* DATA RECORDS
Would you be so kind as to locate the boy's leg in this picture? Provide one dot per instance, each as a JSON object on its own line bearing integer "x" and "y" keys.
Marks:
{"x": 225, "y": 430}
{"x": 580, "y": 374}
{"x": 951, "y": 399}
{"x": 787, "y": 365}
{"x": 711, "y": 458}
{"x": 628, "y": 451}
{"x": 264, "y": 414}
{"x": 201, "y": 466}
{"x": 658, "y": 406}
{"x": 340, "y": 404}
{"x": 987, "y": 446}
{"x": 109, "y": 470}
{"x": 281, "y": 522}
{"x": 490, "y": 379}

* ABOUT THIS EXERCISE
The whole listing needs repeating. Match each line exactly.

* OUTPUT FOR THIS EXERCISE
Would you be so kind as to locate the boy's leg in this picture? Provide one dot per instance, each as a JSON object on its own line bearing integer "x" and "y" keys.
Marks:
{"x": 225, "y": 430}
{"x": 580, "y": 374}
{"x": 951, "y": 399}
{"x": 787, "y": 365}
{"x": 711, "y": 458}
{"x": 628, "y": 451}
{"x": 264, "y": 414}
{"x": 201, "y": 466}
{"x": 658, "y": 406}
{"x": 340, "y": 404}
{"x": 987, "y": 446}
{"x": 109, "y": 470}
{"x": 281, "y": 522}
{"x": 490, "y": 379}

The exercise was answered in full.